(Dataset rows)
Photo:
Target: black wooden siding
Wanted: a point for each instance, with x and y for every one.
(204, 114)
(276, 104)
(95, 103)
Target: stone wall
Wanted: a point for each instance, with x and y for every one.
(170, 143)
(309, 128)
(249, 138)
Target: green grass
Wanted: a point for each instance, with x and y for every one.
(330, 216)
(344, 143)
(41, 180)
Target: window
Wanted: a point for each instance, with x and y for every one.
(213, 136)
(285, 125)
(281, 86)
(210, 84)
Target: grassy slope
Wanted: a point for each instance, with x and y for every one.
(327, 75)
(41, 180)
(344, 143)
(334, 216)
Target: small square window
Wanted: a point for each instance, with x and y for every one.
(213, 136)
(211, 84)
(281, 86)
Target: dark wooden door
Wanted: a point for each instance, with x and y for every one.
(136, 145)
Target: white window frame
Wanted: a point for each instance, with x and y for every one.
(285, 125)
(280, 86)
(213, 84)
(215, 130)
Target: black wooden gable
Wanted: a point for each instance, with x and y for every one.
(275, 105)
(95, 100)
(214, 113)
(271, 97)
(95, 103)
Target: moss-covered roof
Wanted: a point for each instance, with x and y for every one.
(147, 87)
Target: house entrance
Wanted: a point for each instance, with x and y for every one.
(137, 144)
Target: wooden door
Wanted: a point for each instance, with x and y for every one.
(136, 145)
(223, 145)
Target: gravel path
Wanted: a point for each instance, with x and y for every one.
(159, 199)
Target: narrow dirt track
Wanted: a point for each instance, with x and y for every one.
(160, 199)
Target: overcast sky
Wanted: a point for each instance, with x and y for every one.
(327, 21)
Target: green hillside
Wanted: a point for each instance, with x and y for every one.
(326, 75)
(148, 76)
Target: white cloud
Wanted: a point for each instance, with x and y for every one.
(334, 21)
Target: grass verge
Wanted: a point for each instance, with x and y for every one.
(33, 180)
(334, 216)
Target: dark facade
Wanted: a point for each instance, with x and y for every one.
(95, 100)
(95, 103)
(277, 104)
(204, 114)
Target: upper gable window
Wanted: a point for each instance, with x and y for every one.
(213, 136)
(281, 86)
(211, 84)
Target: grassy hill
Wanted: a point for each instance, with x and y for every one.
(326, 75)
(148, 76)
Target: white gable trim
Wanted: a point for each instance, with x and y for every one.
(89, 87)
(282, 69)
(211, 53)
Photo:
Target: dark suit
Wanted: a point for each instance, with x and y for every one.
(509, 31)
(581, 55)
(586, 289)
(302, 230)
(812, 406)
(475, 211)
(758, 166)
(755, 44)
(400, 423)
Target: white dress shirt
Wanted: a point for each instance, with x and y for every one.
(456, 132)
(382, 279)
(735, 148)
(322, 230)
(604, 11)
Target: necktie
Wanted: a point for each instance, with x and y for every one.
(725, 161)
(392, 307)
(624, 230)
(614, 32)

◆ **Task statement**: Quote all of the records above verbatim, from the first line to the last.

◆ **Output below**:
Photo:
Target: black wooden siding
Wanted: a point for each instance, with x and y for every one.
(204, 114)
(276, 104)
(95, 103)
Target: stone wall
Wanted: a point for each instance, with x and y for every one.
(170, 143)
(309, 128)
(249, 138)
Target: green grass
Wanted: a point for each instance, with x and y for every one.
(330, 216)
(344, 143)
(41, 180)
Target: window
Wanted: a point for each instance, with x and y for every one.
(213, 136)
(285, 125)
(281, 86)
(210, 84)
Target: grassy slope
Wanted: a point for each instance, with x and y for every one.
(327, 75)
(41, 180)
(344, 143)
(334, 216)
Target: small square window
Wanted: a point for each instance, with x and y for every one.
(213, 136)
(211, 84)
(281, 86)
Target: dark wooden door
Wanted: a point for each instance, with x and y for every one.
(136, 145)
Target: white window frame
Wanted: a point for each instance, with x and y for every one.
(285, 125)
(280, 86)
(213, 84)
(215, 130)
Target: black wooden gable
Wanted: a point for each instance, with x and y for every one.
(275, 105)
(95, 100)
(214, 113)
(271, 97)
(95, 103)
Target: moss-covered roof
Wanted: a point for each instance, with x and y for every one.
(147, 87)
Target: house entrance
Wanted: a point for each instance, with x and y for every one.
(137, 144)
Target: wooden door
Wanted: a point for each instance, with x and y for every one.
(136, 145)
(223, 145)
Target: gravel path
Wanted: a point for each instance, with x and y for every one.
(159, 199)
Target: narrow dirt track
Wanted: a point for each instance, with x and y for every one.
(160, 199)
Target: overcast sky
Wanted: a point for each instance, with x and y for every one.
(327, 21)
Target: green hillside
Wanted: a point for each instance, with x and y for every one.
(326, 75)
(148, 76)
Target: white cloud
Wanted: a point for each instance, with x and y for every one.
(334, 21)
Target: grass verge
Wanted: a point for each instance, with x and y for every one.
(33, 180)
(334, 216)
Target: dark facade
Wanted: a point for each instance, with x and y for every one.
(95, 100)
(95, 103)
(277, 104)
(204, 114)
Target: upper gable window
Wanted: a point for each instance, with x and y for every one.
(213, 136)
(281, 86)
(211, 84)
Target: grassy hill
Wanted: a point for each instance, with x and y for every one.
(326, 75)
(148, 76)
Target: white gable trim
Wanted: a point for each instance, with x and y for every one.
(89, 87)
(282, 69)
(211, 53)
Photo:
Target: dark suit
Wanted: a point for each instance, with x and y for every one.
(509, 31)
(581, 55)
(586, 289)
(302, 230)
(812, 406)
(475, 211)
(758, 166)
(755, 44)
(400, 423)
Target: white dress shirt
Wanted: a point for each instance, with x and y for every one.
(456, 132)
(382, 279)
(735, 148)
(322, 230)
(604, 11)
Target: necktie
Wanted: a point for each instance, with x and y for every one.
(725, 161)
(392, 307)
(624, 230)
(614, 32)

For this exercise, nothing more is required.